* Dataset rows
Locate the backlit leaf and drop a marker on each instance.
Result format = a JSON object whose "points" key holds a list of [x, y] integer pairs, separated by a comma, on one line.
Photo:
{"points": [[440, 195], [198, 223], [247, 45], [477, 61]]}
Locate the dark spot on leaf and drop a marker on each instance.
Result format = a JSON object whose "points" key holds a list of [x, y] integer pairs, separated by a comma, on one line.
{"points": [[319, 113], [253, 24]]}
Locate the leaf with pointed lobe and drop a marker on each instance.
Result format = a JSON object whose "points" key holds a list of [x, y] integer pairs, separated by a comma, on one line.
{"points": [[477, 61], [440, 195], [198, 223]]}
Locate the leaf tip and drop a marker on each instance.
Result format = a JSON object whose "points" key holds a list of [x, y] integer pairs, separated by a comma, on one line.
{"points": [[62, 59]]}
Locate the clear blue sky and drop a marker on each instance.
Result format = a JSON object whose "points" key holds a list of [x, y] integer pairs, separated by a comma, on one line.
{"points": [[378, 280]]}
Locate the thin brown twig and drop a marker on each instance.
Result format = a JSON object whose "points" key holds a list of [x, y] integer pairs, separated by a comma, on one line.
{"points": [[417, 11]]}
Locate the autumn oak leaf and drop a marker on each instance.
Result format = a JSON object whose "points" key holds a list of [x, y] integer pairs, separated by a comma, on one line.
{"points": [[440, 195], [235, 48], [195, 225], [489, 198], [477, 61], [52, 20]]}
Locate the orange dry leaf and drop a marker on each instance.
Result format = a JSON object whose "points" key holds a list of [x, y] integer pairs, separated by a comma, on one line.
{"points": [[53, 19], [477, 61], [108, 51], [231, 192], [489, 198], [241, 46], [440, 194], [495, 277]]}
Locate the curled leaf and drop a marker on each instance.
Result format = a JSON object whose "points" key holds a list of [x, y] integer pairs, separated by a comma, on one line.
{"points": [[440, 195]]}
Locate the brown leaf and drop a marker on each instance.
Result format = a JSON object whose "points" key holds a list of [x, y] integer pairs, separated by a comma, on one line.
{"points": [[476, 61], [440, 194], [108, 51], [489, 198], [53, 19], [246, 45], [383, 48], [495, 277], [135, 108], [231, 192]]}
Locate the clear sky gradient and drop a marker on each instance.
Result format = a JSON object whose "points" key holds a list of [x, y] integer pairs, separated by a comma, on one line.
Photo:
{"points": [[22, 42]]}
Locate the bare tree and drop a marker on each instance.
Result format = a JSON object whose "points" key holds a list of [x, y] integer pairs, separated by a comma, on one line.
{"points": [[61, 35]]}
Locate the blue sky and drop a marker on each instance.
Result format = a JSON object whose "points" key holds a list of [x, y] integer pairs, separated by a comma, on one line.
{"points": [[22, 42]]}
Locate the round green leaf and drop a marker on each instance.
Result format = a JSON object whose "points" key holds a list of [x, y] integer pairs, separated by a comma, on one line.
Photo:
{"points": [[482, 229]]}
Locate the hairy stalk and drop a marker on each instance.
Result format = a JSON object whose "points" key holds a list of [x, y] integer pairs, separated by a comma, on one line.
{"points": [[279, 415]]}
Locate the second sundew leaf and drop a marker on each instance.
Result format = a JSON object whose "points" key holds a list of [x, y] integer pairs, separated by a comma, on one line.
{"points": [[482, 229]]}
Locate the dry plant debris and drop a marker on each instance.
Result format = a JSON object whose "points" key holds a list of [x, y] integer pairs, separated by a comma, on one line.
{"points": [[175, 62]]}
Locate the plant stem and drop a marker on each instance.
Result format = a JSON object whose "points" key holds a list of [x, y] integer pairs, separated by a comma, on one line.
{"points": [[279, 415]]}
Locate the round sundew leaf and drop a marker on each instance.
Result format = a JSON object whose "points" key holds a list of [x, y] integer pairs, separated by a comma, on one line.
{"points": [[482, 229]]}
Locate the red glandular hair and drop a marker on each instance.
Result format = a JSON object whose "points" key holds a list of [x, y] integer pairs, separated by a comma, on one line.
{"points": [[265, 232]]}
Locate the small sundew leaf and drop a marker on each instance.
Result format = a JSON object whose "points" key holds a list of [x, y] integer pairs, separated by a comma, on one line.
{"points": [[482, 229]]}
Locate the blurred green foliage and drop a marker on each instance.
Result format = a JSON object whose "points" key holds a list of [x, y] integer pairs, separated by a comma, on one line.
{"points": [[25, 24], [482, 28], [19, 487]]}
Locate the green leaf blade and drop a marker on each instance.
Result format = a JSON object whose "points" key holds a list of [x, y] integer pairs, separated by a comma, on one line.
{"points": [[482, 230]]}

* Task goal
Repeat every line of the material exactly as given.

* Result of this task
Locate the backlit leaf and drop a marker on each instance.
Result format = a JSON object whose "points" key holds a list of [x, y] integer pairs, separated by a comma, on one line.
Photo:
{"points": [[440, 195], [198, 223], [247, 45], [477, 61]]}
Locate the dark spot on leaf and drop a marker on each instance.
Result format = a JSON object whose "points" key holds a list of [x, y] integer pairs, separated by a comma, on one line.
{"points": [[319, 113], [253, 24]]}
Locate the leaf with pointed lobe and drop a marker on each instance.
Result format = a JSON object whose "points" key holds a list of [x, y] integer pairs, separated by a comma, on one line.
{"points": [[477, 61], [440, 195], [198, 223]]}
Locate the leaf tip and drop a marker on each instance.
Result format = a JSON object whose "points" key holds a list of [x, y] integer pairs, separated by a comma, on one line.
{"points": [[62, 59]]}
Locate the clear blue sky and drop a marker on each instance.
Result format = a JSON object whose "points" key holds a list of [x, y] integer pairs, separated by a comma, on one line.
{"points": [[378, 280]]}
Locate the thin brown twig and drop a marker on each instance.
Result format = a JSON object whose "points" key holds a list of [x, y] integer pairs, separated by a comma, on one line.
{"points": [[417, 11]]}
Locate the autumn oak leaf and drop a marker on each instance.
Result format = a JSON object whose "points" key holds a list of [x, y] integer pairs, separated by a comma, on one line.
{"points": [[440, 195], [235, 48], [195, 225], [489, 198], [477, 61], [52, 20]]}
Locate the orange dry leaf and drop a marker on each instance.
Result format = a JSON object whose "points" key holds a list of [x, y] integer pairs, separated by a comma, on one line.
{"points": [[53, 19], [477, 61], [108, 51], [231, 192], [489, 198], [241, 46], [440, 194], [495, 277]]}
Locate the curled leaf and drop a marker on each instance.
Result format = a JSON object whose "points" key holds a list of [x, y] integer pairs, separated by a comma, on one line.
{"points": [[440, 195]]}
Locate the brown leaf and drop a marker on each instance.
Result format = a JSON object whose "points" key holds a list of [x, y] integer pairs, separated by a comma, on one line.
{"points": [[476, 61], [440, 194], [108, 51], [489, 198], [53, 19], [246, 45], [383, 48], [495, 277], [135, 108], [231, 192]]}
Locate the clear sky gradient and drop a marker on each instance.
Result format = a JSON object whose "points" key holds a list of [x, y] integer pairs, separated by a comma, on one line.
Photo:
{"points": [[22, 42]]}
Locate the bare tree and drop a marker on each instance.
Result format = a JSON object whose "points" key holds a list of [x, y] integer pairs, separated by a comma, on one line.
{"points": [[61, 35]]}
Locate the blue sky and drop a marker on each instance.
Result format = a JSON object whose "points" key holds a list of [x, y] integer pairs, separated by a comma, on one line.
{"points": [[22, 42]]}
Locate the round green leaf and drop a marker on each instance.
Result format = a JSON object whose "points" key holds a list of [x, y] integer pairs, separated by a comma, on one line.
Photo:
{"points": [[482, 229]]}
Locate the hairy stalk and drop a marker on each instance.
Result format = a JSON object whose "points" key holds a list of [x, y] integer pairs, separated by a comma, on one line.
{"points": [[279, 415]]}
Locate the second sundew leaf and drop a marker on each instance.
Result format = a JSON object whose "points" key holds a list of [x, y] integer pairs, separated by a comma, on one line.
{"points": [[482, 229]]}
Locate the dry plant debris and drop a marker on each instance.
Result format = a JSON object whose "points" key holds a list of [x, y] integer pairs, separated by a comma, on one line.
{"points": [[175, 62]]}
Locate the plant stem and drop a marker on each instance.
Result format = a JSON object whose "points" key holds a list of [x, y] integer pairs, separated by a comma, on one line.
{"points": [[279, 415]]}
Locate the round sundew leaf and drop a marker on each instance.
Result format = a JSON object whose "points" key holds a list of [x, y] integer pairs, separated by a comma, on one line.
{"points": [[482, 229]]}
Locate the red glandular hair and drop a marker on each instance.
Result format = a JSON object whose "points" key holds a list of [x, y] integer pairs, separated by a comma, on one line.
{"points": [[265, 232]]}
Locate the small sundew leaf and drop a marker on each instance.
Result format = a JSON object whose "points" key holds a list of [x, y] integer pairs, separated by a comma, on one line.
{"points": [[482, 229]]}
Locate the blurred green foliage and drop a marker on each instance.
Result format = a JSON object whose "points" key holds a list of [x, y] integer pairs, separated by a comma, on one line.
{"points": [[25, 24], [482, 28], [19, 487]]}
Locate the green leaf blade and drop a marker on each instance.
Result format = a JSON object whose "points" key holds a list of [x, y] integer pairs, separated by a comma, on one line.
{"points": [[482, 230]]}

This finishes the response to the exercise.